### Kaynak Veri
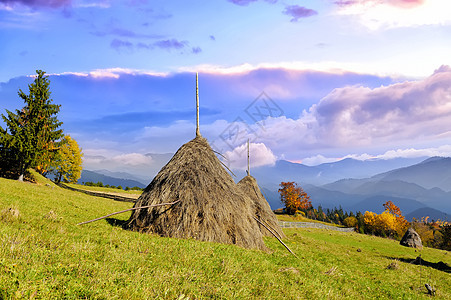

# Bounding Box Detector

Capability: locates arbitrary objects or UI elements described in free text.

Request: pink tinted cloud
[237,66,451,157]
[310,66,451,145]
[283,5,318,22]
[0,0,72,8]
[334,0,425,8]
[227,0,277,6]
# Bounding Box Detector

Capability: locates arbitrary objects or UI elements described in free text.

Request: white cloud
[111,153,152,166]
[337,0,451,30]
[224,143,277,170]
[297,154,340,166]
[296,145,451,166]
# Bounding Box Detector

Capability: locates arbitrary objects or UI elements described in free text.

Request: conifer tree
[0,70,63,179]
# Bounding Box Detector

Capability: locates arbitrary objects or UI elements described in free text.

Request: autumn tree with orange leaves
[363,201,410,238]
[279,182,312,214]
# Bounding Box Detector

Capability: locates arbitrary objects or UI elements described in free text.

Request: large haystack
[125,135,266,249]
[238,175,285,238]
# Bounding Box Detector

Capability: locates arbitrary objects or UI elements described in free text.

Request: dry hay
[124,136,266,250]
[238,175,285,238]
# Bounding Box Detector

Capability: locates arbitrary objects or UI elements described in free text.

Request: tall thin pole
[196,72,200,136]
[247,139,251,175]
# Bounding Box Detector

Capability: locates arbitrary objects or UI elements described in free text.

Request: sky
[0,0,451,178]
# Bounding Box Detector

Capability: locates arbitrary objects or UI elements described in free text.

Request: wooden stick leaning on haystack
[77,200,180,225]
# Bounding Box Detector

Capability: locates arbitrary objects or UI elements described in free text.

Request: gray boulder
[400,228,423,249]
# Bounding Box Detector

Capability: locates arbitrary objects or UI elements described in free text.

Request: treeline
[83,181,144,191]
[279,182,451,250]
[298,205,451,251]
[0,70,83,182]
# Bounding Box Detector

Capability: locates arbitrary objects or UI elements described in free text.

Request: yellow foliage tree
[363,201,409,237]
[53,135,83,182]
[279,182,312,214]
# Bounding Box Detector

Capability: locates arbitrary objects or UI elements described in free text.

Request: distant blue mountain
[252,157,451,214]
[405,207,451,222]
[77,170,146,188]
[251,158,424,186]
[374,157,451,192]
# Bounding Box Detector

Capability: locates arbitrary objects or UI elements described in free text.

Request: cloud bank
[283,5,318,22]
[335,0,451,30]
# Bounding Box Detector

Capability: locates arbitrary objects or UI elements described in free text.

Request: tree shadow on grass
[105,218,127,228]
[387,256,451,273]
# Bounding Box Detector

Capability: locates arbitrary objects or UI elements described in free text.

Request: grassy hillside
[0,179,451,299]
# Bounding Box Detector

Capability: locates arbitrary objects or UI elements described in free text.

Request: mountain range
[80,155,451,221]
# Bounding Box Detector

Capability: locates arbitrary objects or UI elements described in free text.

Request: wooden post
[196,72,200,136]
[247,139,251,175]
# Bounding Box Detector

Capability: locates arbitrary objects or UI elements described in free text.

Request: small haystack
[125,134,266,250]
[238,176,285,238]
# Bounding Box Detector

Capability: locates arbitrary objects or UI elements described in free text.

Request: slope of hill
[349,196,428,216]
[405,207,451,222]
[77,170,146,188]
[0,178,451,299]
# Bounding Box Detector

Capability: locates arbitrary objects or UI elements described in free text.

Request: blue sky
[0,0,451,177]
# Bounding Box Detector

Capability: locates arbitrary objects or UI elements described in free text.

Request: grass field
[0,178,451,299]
[276,214,345,227]
[65,183,142,199]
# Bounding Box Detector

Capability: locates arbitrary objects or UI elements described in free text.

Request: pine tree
[0,70,63,179]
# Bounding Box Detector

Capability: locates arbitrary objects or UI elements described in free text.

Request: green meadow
[0,178,451,299]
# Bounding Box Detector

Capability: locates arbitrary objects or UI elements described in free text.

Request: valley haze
[0,0,451,220]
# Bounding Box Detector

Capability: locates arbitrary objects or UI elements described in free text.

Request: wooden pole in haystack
[247,139,251,175]
[196,72,200,136]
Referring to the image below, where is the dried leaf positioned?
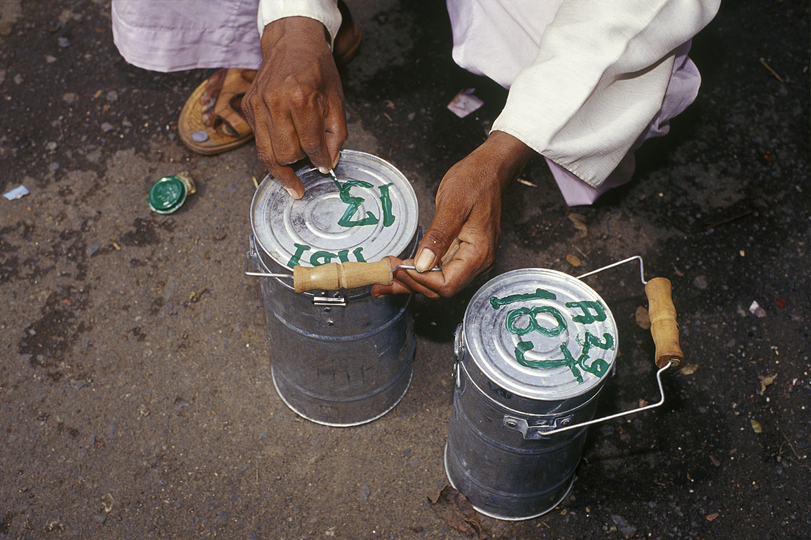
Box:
[758,373,777,396]
[636,306,650,330]
[516,178,538,187]
[679,364,698,375]
[428,486,485,540]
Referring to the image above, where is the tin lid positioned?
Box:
[149,175,188,214]
[463,268,617,401]
[251,150,419,268]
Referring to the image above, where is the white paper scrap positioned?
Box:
[448,88,484,118]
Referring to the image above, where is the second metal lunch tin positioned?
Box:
[445,269,617,520]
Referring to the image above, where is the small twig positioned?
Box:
[760,58,786,83]
[777,426,806,459]
[702,210,755,230]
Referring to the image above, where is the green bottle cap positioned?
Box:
[149,176,188,214]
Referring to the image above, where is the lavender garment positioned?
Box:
[111,0,262,73]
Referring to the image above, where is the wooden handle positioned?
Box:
[293,257,392,293]
[645,278,684,368]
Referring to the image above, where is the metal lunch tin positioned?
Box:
[249,150,419,426]
[445,269,617,520]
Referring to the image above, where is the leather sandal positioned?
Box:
[177,68,256,156]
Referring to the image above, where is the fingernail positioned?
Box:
[414,248,435,274]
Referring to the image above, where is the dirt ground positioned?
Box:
[0,0,811,540]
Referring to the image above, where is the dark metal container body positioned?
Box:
[251,151,418,426]
[445,269,616,520]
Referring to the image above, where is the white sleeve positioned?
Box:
[257,0,341,48]
[493,0,720,187]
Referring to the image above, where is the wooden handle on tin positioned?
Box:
[645,278,684,368]
[293,257,393,293]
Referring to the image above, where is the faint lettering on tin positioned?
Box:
[490,289,614,383]
[287,244,366,268]
[334,180,395,227]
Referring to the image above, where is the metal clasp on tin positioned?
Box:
[313,295,346,307]
[504,361,676,439]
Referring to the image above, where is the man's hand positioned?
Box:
[372,131,533,298]
[242,17,347,199]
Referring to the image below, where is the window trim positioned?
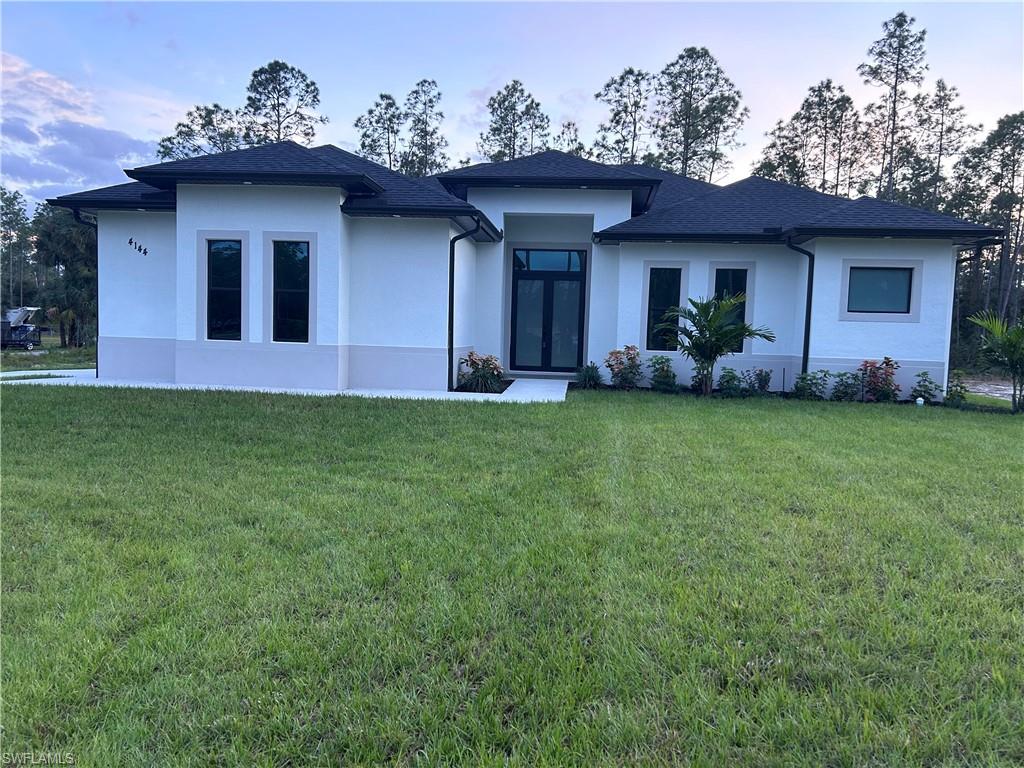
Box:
[196,229,252,346]
[839,259,925,323]
[638,259,690,354]
[263,230,317,346]
[708,261,758,354]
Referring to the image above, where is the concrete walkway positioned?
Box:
[0,369,568,402]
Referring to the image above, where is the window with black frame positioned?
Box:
[206,240,242,341]
[715,267,746,352]
[846,266,913,314]
[647,266,683,351]
[273,240,309,342]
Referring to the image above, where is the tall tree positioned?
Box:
[355,93,406,170]
[157,103,246,160]
[594,67,654,164]
[554,120,587,158]
[754,80,863,195]
[477,80,551,162]
[654,47,749,181]
[0,186,32,308]
[913,78,981,210]
[242,59,328,144]
[400,80,449,176]
[857,11,928,200]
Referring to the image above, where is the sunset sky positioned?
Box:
[0,2,1024,200]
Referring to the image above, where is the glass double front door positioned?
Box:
[511,248,587,371]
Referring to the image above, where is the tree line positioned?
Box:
[3,12,1024,366]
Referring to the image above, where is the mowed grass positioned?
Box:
[2,385,1024,766]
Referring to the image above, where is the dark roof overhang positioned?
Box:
[437,175,662,216]
[784,226,1002,245]
[125,166,384,195]
[341,205,504,243]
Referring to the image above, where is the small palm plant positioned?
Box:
[968,311,1024,414]
[655,294,775,394]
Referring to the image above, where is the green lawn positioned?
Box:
[2,385,1024,766]
[0,336,96,371]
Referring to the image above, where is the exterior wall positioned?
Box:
[168,184,344,389]
[614,243,807,390]
[809,239,955,395]
[96,211,176,382]
[347,218,450,389]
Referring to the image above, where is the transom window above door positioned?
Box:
[512,248,587,272]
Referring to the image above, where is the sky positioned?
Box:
[0,2,1024,201]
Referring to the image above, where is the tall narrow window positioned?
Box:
[206,240,242,341]
[846,266,913,314]
[273,240,309,341]
[715,268,746,352]
[647,266,683,351]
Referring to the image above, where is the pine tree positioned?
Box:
[857,11,928,200]
[400,80,449,176]
[355,93,406,171]
[594,67,654,164]
[654,48,749,181]
[554,120,587,158]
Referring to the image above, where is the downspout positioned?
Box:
[785,238,814,374]
[72,208,99,379]
[447,217,480,392]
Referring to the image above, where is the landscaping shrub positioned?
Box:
[831,371,863,402]
[577,361,604,389]
[910,371,942,403]
[742,368,771,397]
[604,344,643,389]
[857,357,900,402]
[647,354,676,392]
[943,371,967,408]
[459,352,505,392]
[718,368,743,397]
[793,371,831,400]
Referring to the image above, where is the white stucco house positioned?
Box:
[49,141,996,391]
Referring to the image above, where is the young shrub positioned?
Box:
[604,344,643,389]
[647,354,676,392]
[793,371,831,400]
[910,371,942,403]
[743,368,771,397]
[718,368,743,397]
[831,371,863,402]
[857,357,900,402]
[459,352,505,393]
[577,362,604,389]
[942,371,968,408]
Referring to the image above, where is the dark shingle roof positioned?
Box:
[47,181,176,211]
[125,141,379,191]
[597,176,995,243]
[620,163,718,211]
[437,150,660,185]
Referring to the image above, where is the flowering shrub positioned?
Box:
[857,357,900,402]
[743,368,771,395]
[604,344,643,389]
[793,371,831,400]
[831,371,863,402]
[459,352,505,392]
[910,371,942,403]
[647,354,676,392]
[577,362,604,389]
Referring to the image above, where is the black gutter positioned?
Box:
[72,208,99,379]
[785,238,814,374]
[447,217,480,392]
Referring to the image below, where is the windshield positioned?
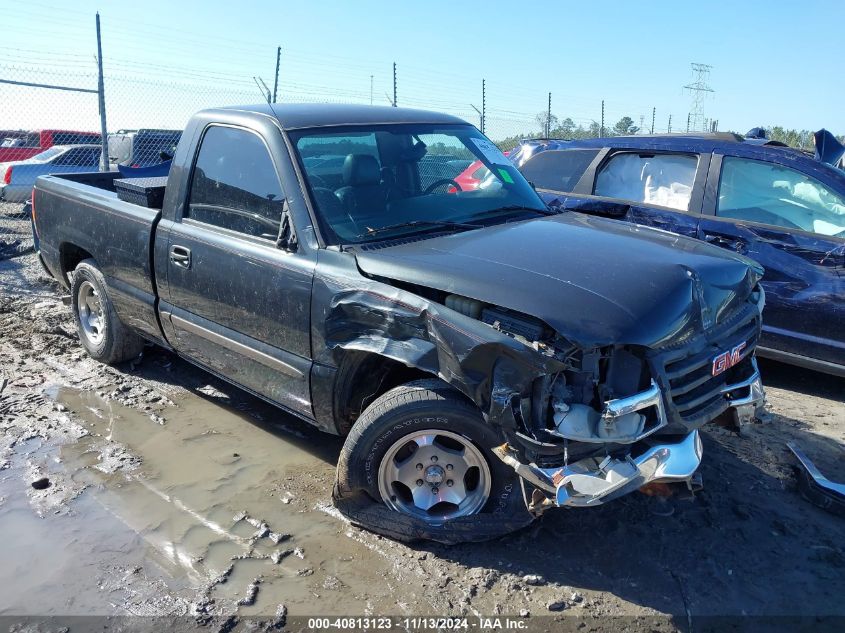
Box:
[29,145,67,163]
[291,124,547,244]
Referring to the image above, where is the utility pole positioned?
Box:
[97,11,109,171]
[481,79,487,134]
[684,63,715,132]
[393,62,397,108]
[469,103,484,134]
[273,46,282,103]
[599,99,604,136]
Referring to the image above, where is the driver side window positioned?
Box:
[184,126,285,240]
[716,156,845,236]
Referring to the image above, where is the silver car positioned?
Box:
[0,145,101,202]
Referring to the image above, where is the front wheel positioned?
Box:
[335,380,531,543]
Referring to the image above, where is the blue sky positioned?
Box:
[0,0,845,136]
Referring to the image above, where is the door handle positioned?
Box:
[170,246,191,268]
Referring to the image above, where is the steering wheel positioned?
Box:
[423,178,463,194]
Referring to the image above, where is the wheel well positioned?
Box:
[334,351,433,435]
[59,243,91,282]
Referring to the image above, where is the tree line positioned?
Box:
[496,112,845,152]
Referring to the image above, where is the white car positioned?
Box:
[0,145,102,202]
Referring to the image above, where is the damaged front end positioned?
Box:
[322,218,764,530]
[493,306,764,514]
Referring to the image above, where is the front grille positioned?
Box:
[649,306,760,429]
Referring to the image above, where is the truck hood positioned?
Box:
[355,213,763,347]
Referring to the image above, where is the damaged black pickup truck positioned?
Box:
[32,105,764,542]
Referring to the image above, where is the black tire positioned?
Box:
[334,379,533,543]
[70,259,144,365]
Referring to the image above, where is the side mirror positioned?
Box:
[276,199,298,253]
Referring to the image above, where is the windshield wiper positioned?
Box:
[355,220,481,239]
[473,204,560,218]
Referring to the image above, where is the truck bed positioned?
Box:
[33,172,166,340]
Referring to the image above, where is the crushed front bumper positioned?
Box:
[493,362,765,507]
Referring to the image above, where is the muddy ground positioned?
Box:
[0,204,845,630]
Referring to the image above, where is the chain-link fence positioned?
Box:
[0,11,700,201]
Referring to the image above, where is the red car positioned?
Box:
[0,130,100,163]
[452,152,510,191]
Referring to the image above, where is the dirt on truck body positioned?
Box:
[0,199,845,632]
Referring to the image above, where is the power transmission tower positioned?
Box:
[684,63,715,131]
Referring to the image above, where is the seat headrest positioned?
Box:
[343,154,381,187]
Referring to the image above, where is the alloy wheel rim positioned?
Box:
[378,429,492,524]
[76,281,105,345]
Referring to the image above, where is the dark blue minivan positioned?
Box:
[511,133,845,376]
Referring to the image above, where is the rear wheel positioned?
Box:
[335,380,532,543]
[71,259,144,364]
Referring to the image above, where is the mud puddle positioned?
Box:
[0,387,396,615]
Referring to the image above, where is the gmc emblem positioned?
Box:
[713,343,745,376]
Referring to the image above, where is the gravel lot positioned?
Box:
[0,204,845,631]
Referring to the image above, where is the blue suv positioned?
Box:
[511,132,845,376]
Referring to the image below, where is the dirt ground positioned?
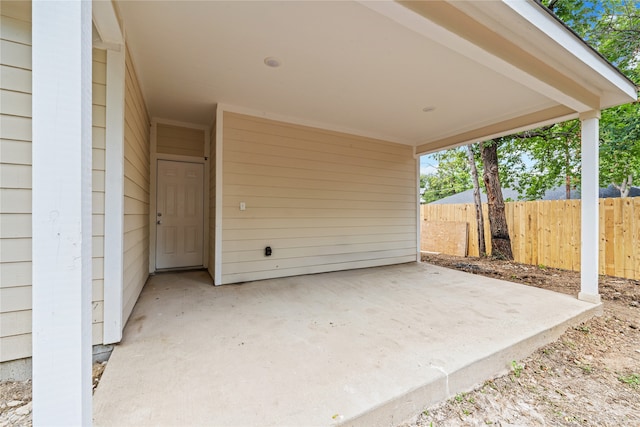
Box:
[0,255,640,427]
[403,255,640,427]
[0,362,107,427]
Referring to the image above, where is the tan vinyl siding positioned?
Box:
[208,123,216,277]
[0,1,31,362]
[122,45,150,321]
[222,113,417,283]
[91,49,107,344]
[156,123,204,157]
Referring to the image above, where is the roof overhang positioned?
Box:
[112,1,636,154]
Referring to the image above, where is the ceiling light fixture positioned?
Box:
[264,56,280,68]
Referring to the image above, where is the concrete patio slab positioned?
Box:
[94,263,601,426]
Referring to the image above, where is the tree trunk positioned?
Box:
[481,141,513,260]
[467,144,487,257]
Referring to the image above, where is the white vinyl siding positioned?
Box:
[222,112,417,283]
[122,45,150,322]
[156,123,204,157]
[91,49,107,344]
[0,1,31,362]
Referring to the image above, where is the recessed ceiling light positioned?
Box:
[264,56,280,68]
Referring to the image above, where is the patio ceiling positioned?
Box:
[112,1,635,153]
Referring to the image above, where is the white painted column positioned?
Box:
[104,46,126,344]
[578,111,600,303]
[32,1,92,426]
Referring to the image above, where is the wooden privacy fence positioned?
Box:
[420,197,640,279]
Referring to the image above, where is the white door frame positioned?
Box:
[149,118,211,273]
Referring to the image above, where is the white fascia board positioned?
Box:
[360,1,595,112]
[32,1,92,425]
[92,0,124,46]
[503,0,637,101]
[151,117,211,132]
[414,109,579,157]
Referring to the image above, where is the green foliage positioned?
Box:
[543,0,640,196]
[618,374,640,388]
[420,148,473,203]
[425,0,640,201]
[511,360,524,378]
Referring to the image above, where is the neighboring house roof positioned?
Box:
[429,185,640,205]
[115,1,636,154]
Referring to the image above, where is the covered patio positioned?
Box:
[93,263,601,426]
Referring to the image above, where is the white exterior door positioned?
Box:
[156,160,204,269]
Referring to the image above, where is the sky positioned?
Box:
[420,154,438,175]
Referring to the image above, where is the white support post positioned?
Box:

### Yapılacak İş
Lütfen yukarıdaki veriden "Referring to the image above, where is the rear" ifadesini içeren satırdan başlayıp "[0,387,396,615]" ifadesini içeren satıra kadar uzanan her şeyi, bu iki satır da dahil, çıkarıp aynen yazın.

### Tamamlanan Görev
Referring to the image above, where is the rear wheel positioned?
Box:
[335,380,532,543]
[71,259,144,364]
Referring to the image above, where is the mud puddle positioned?
Box:
[0,387,396,615]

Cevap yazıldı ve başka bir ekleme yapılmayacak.